Set task – Rewrite the items below with every occurrence of "vertex pairs" swapped for "coordinate pairs", leaving everything else unchanged.

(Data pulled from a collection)
-- BEGIN --
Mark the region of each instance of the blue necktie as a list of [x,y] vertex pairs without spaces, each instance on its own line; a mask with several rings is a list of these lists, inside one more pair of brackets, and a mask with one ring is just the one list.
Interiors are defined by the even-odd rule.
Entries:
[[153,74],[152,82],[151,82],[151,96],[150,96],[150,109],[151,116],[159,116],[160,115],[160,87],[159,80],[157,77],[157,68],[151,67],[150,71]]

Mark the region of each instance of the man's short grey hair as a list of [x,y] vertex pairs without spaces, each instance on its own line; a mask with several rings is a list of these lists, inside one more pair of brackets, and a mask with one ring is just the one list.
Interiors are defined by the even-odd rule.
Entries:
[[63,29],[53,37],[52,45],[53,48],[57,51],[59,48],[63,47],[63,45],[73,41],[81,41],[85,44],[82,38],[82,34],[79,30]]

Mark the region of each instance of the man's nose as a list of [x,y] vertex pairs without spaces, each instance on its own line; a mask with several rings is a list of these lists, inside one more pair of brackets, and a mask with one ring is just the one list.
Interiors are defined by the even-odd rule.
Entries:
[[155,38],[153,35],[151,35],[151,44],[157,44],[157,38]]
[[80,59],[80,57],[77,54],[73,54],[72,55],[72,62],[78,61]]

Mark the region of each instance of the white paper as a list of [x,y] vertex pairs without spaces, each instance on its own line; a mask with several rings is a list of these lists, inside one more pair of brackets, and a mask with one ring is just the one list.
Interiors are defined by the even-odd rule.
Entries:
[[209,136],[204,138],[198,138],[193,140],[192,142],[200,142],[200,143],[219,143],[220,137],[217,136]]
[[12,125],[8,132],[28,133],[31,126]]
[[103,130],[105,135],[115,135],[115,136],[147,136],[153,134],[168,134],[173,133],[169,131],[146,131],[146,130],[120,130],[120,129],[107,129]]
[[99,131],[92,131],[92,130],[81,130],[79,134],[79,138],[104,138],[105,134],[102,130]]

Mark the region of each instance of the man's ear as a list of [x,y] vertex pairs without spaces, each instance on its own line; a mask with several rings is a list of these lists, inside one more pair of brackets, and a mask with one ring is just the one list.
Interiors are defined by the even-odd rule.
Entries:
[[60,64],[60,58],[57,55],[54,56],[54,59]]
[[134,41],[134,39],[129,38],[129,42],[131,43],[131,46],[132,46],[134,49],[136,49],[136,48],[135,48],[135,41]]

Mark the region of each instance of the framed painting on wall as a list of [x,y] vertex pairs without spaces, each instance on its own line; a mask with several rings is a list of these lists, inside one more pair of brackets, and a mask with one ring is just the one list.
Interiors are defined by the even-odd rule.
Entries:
-- END --
Written answer –
Mark the region of each instance of the blue necktie as a list of [x,y] coordinate pairs without spaces, each instance on its own line; a mask with several rings is a list of these lists, inside one more pair of brackets, and a mask with one ring is just the one list.
Interiors are defined by the even-odd rule.
Entries:
[[153,74],[152,82],[151,82],[151,96],[150,96],[150,109],[151,116],[159,116],[160,115],[160,87],[159,80],[157,77],[157,68],[151,67],[150,71]]

Mark the region of each instance of the man's short grey hair as a list of [x,y] coordinate pairs without spaces, each instance on its own line; a mask with several rings is a list of these lists, inside one more pair of brackets, and a mask with one ring is just the one list.
Interiors are defined by the even-odd rule.
Entries:
[[63,29],[53,37],[52,45],[53,48],[57,51],[59,48],[63,47],[63,45],[73,41],[81,41],[85,44],[82,38],[82,34],[79,30]]

Mark the region of each instance of the man's nose as a list of [x,y] coordinate pairs without spaces, each instance on its own line; a mask with several rings is a list of these lists, inside one more pair of brackets, and a mask with one ring is just the one list.
Interiors are defined by the even-odd rule.
Entries:
[[155,38],[153,35],[151,35],[151,44],[157,44],[157,38]]
[[80,59],[80,57],[77,54],[73,54],[72,55],[72,62],[78,61]]

Mark the region of each instance of the white paper as a list of [x,y] coordinate pairs without spaces, each instance on its own line; a mask with several rings is a list of these lists, inside one more pair of brackets, and a mask with one ring is just the one list.
Interiors are defined by the even-odd rule.
Entries:
[[209,136],[204,138],[198,138],[193,140],[192,142],[200,142],[200,143],[219,143],[220,137],[217,136]]
[[12,125],[8,132],[28,133],[31,126]]
[[103,130],[105,135],[115,135],[115,136],[147,136],[153,134],[168,134],[173,133],[169,131],[146,131],[146,130],[120,130],[120,129],[107,129]]
[[99,131],[92,131],[92,130],[81,130],[79,134],[79,138],[104,138],[105,134],[102,130]]

Mark the region of each instance of the man's ear as a list of [x,y] coordinate pairs without spaces, each instance on its own line; a mask with several rings is a list of these lists, inside one more pair of brackets, and a mask with one ring is just the one list.
Interiors are defined by the even-odd rule.
Entries:
[[60,64],[60,58],[57,55],[54,56],[54,59]]
[[134,41],[134,39],[129,38],[129,42],[131,43],[131,46],[132,46],[134,49],[136,49],[136,48],[135,48],[135,41]]

Mark the region of each instance of the framed painting on wall as a list of [x,y] coordinate pairs without spaces, each instance on its own line; a mask with several rings is a list of these lists, inside one more pair of brackets, and a mask with one ring is just the one list.
Interiors are defined by the even-odd rule.
Entries:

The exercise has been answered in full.